EXERCISE TEXT
Logos of insurance companies in Costa Rica
The short answer to that question is a definite YES! Private health insurance is now offered thru many different well-known international carriers as well as the national INS (Instituto Nacional de Seguros), the government-run insurance company. There are also many different brokers offering services and help clients find the right type of coverage for their needs. A good number of the brokerage companies are owned by individuals that are either North Americans, or Ticos that speak great English.

Costa Rica insurance options
The are many types of policies available to a homeowner and you can get riders as well. Car insurance is also available, from liability only to collision to complete comprehensive coverage. Of course, there is individual health insurance as well, with coverage from companies like Blue Cross Blue Shield and Best Meridian Insurance to name a couple.

Collection entries
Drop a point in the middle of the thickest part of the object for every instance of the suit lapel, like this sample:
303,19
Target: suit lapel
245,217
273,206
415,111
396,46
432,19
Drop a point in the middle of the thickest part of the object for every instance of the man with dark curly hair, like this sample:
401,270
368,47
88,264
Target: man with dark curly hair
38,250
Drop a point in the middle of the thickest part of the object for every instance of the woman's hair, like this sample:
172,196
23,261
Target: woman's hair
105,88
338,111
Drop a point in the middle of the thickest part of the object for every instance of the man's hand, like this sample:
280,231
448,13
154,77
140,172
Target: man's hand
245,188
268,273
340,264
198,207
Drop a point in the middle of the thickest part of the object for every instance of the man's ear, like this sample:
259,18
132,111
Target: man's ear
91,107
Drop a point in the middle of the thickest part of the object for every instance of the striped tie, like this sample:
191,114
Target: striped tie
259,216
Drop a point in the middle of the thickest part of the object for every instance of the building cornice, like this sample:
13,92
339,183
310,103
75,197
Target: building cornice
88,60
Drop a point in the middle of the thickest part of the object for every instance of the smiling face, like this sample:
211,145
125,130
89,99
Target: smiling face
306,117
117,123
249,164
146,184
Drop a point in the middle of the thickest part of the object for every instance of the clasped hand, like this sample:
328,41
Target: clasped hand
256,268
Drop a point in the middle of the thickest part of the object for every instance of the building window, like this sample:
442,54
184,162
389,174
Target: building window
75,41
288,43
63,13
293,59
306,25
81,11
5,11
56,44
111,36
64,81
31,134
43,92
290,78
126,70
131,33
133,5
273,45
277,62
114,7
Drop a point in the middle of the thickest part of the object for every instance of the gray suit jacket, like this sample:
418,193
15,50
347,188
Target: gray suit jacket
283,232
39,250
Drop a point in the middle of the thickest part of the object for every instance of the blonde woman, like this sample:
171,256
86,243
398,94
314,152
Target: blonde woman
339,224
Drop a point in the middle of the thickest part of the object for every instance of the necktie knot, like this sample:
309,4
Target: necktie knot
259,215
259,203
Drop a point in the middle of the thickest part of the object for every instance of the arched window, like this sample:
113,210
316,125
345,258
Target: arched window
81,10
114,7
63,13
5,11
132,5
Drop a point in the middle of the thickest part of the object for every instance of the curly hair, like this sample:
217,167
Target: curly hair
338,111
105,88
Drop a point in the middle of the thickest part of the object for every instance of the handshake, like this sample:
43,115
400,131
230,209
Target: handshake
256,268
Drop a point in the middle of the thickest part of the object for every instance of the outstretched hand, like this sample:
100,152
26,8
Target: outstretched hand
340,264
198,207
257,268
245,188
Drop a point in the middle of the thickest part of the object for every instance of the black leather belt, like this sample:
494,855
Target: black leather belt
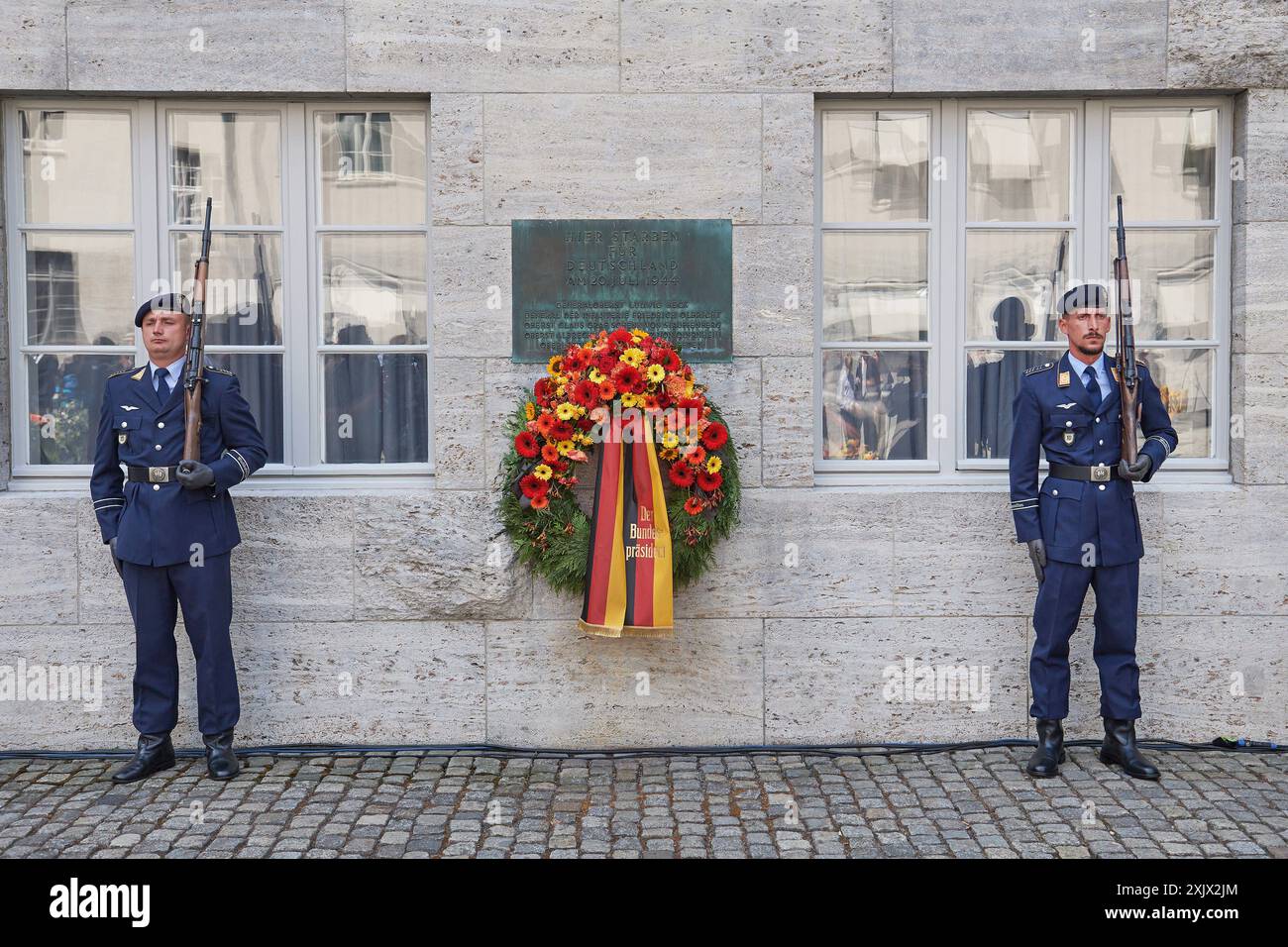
1096,474
153,474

DIRECTIONS FOR THIS TASK
Pick up the text on insurance in Costa Rica after its last sentence and carry it forward.

WRITTEN ANSWER
Costa Rica Insurance

How about the boat you want to eventually buy or bring with you to Costa Rica? Yessir, your boat can be easily covered as well. Are you getting ready to build a home and need insurance to cover the workers so you can get the building permits? That type is also available from multiple providers.

There are many types available, even plain liability is available to protect your investment, say if you’re renting it out, or if you have a business. Someone asked me the other day, “well what about earthquake or flood insurance“. It is all available.

Home flooded in Costa Rica
When making to move to Costa Rica and thinking of insurance, take a deep breath and relax, it is available and lot more affordable than in north America.